Stated problem: Quote precisely the final stretch of the listing: start at the line containing "If you could point to the vertical" and stop after the last line.

=== Supplied data ===

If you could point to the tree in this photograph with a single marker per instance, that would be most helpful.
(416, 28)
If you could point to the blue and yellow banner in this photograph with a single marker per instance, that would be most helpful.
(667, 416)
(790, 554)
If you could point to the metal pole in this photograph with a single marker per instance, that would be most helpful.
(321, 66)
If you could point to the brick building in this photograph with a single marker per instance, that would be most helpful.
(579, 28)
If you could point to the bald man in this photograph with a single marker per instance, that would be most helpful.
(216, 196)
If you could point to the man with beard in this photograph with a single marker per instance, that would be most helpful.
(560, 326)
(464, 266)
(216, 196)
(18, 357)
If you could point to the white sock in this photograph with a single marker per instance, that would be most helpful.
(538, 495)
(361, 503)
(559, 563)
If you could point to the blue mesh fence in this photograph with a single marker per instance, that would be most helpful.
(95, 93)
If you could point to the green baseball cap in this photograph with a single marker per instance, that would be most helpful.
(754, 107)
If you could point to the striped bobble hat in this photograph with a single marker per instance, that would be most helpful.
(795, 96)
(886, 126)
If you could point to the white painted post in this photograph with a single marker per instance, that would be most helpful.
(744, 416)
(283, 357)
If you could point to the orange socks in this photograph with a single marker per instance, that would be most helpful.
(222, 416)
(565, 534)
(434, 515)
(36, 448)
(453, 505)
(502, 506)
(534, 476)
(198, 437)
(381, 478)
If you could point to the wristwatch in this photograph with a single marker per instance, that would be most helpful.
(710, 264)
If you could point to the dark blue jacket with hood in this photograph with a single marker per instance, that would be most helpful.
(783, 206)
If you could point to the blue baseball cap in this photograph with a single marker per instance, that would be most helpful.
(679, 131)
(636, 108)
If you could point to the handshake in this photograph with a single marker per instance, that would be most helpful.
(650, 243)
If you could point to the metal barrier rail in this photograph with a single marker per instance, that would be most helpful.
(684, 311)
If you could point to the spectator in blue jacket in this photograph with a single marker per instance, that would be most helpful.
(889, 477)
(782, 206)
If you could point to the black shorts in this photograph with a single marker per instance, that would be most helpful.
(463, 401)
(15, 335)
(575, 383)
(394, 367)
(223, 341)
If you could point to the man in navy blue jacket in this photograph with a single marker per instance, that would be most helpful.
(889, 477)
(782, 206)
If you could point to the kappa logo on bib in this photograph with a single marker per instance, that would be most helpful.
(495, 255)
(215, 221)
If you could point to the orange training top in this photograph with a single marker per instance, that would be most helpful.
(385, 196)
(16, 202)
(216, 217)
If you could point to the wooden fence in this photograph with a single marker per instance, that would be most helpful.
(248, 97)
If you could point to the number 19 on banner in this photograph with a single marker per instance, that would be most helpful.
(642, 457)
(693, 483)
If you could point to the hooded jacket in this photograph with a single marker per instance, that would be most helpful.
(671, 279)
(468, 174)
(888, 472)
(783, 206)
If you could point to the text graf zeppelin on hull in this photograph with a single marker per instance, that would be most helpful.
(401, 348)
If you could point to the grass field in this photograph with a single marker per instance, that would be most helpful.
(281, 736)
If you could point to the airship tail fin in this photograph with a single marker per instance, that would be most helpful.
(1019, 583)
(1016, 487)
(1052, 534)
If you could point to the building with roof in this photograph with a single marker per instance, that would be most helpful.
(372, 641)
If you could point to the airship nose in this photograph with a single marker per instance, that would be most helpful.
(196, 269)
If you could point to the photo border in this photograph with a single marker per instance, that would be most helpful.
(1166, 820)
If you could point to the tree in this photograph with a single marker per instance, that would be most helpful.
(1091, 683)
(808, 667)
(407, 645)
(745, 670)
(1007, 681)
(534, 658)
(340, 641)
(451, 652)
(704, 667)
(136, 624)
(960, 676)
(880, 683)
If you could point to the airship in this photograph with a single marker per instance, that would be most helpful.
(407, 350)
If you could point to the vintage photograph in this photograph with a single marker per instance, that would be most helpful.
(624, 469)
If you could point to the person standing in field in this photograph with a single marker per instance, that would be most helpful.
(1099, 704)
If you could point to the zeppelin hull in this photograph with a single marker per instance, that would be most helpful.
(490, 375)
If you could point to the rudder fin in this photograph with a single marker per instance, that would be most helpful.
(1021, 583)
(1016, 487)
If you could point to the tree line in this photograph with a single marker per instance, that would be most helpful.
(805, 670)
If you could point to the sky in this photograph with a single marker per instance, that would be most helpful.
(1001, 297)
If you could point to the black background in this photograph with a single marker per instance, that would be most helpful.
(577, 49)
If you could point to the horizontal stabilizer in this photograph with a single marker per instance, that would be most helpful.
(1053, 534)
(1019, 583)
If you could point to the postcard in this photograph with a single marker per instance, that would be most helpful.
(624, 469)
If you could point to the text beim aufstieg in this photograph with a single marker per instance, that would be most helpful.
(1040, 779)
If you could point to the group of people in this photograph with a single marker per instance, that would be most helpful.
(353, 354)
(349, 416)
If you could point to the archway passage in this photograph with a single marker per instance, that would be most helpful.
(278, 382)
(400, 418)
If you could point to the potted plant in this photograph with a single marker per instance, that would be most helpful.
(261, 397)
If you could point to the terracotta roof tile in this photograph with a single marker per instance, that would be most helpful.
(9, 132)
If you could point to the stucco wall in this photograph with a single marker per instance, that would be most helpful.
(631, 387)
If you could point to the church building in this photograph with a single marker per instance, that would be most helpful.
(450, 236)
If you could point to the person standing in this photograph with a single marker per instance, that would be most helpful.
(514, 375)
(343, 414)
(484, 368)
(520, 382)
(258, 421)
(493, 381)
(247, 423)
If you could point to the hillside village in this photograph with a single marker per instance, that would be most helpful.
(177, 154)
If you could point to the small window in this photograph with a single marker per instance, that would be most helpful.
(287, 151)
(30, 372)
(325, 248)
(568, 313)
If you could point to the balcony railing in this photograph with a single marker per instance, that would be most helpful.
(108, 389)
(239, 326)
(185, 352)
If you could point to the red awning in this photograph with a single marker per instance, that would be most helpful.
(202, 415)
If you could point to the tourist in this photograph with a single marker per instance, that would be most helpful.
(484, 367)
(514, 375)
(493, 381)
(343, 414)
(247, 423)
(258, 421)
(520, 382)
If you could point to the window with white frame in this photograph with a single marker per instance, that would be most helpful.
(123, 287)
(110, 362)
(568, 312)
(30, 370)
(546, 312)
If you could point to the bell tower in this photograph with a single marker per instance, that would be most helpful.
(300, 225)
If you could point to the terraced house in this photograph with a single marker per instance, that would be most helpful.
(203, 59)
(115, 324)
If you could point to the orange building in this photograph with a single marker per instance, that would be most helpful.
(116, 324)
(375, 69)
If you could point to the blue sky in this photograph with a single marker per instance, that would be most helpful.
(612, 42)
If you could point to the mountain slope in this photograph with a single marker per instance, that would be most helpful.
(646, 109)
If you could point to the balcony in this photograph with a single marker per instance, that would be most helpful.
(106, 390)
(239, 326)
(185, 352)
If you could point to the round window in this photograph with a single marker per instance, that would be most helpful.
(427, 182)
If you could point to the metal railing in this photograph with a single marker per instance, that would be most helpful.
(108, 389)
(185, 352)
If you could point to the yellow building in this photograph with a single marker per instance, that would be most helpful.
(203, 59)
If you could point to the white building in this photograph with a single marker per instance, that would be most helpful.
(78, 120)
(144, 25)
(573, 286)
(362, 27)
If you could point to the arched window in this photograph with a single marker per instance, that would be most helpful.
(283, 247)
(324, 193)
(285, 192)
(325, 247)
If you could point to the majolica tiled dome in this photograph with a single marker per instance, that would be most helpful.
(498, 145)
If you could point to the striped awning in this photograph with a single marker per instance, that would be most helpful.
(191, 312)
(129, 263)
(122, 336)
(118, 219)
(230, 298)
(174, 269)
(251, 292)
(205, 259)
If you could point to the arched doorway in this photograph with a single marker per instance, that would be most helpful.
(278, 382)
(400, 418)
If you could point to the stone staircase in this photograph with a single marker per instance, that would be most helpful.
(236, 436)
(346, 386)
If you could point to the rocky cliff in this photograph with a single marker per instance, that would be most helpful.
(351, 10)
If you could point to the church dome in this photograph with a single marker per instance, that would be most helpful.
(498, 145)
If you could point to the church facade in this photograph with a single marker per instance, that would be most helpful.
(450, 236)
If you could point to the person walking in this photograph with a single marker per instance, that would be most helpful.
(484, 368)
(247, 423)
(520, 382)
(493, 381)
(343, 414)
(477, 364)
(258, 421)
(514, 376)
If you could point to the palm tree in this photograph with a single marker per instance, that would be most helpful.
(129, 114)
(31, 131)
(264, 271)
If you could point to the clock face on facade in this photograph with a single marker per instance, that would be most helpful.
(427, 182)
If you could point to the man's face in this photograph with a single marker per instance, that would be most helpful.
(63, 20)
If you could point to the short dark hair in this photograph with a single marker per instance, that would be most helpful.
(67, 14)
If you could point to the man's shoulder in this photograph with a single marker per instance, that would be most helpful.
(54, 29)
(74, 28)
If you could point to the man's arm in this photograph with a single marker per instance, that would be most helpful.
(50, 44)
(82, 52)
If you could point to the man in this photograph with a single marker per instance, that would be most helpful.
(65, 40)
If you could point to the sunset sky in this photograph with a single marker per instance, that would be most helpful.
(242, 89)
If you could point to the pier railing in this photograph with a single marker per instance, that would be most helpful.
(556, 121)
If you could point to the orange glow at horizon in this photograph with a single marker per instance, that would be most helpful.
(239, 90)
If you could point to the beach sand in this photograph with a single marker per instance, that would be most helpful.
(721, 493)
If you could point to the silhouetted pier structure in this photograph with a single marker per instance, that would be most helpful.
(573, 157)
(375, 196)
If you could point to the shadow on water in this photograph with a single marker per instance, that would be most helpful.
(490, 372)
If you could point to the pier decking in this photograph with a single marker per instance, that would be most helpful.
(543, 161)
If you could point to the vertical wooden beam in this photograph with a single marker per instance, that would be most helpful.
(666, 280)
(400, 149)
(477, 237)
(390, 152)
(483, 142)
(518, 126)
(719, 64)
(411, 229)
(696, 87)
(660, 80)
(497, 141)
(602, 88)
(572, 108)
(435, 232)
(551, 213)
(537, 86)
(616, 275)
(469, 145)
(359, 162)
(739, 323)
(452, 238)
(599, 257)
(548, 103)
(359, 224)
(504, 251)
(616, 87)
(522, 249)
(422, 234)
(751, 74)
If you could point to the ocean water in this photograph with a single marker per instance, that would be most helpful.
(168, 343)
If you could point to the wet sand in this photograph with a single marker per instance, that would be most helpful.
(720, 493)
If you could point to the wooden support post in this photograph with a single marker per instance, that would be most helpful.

===

Written solution:
If you could point to the vertical wooden beam in this photograph with a single marker per instance, that would be most helpful.
(666, 280)
(400, 149)
(477, 237)
(390, 152)
(483, 142)
(518, 126)
(719, 64)
(411, 229)
(696, 87)
(660, 80)
(497, 141)
(602, 88)
(572, 108)
(435, 232)
(551, 213)
(537, 86)
(616, 275)
(469, 145)
(359, 162)
(739, 323)
(452, 238)
(599, 257)
(548, 103)
(359, 224)
(504, 251)
(616, 87)
(522, 249)
(422, 234)
(751, 74)
If you could point to the ocean water in this photograph with a single marker per instance, that would be most helpful.
(168, 343)
If you could point to the wet sand in this photograph with a single marker per instance, that would be most helpful.
(720, 493)
If you could point to the wooden support post in this photograph with a single marker per instance, that would be most helpful.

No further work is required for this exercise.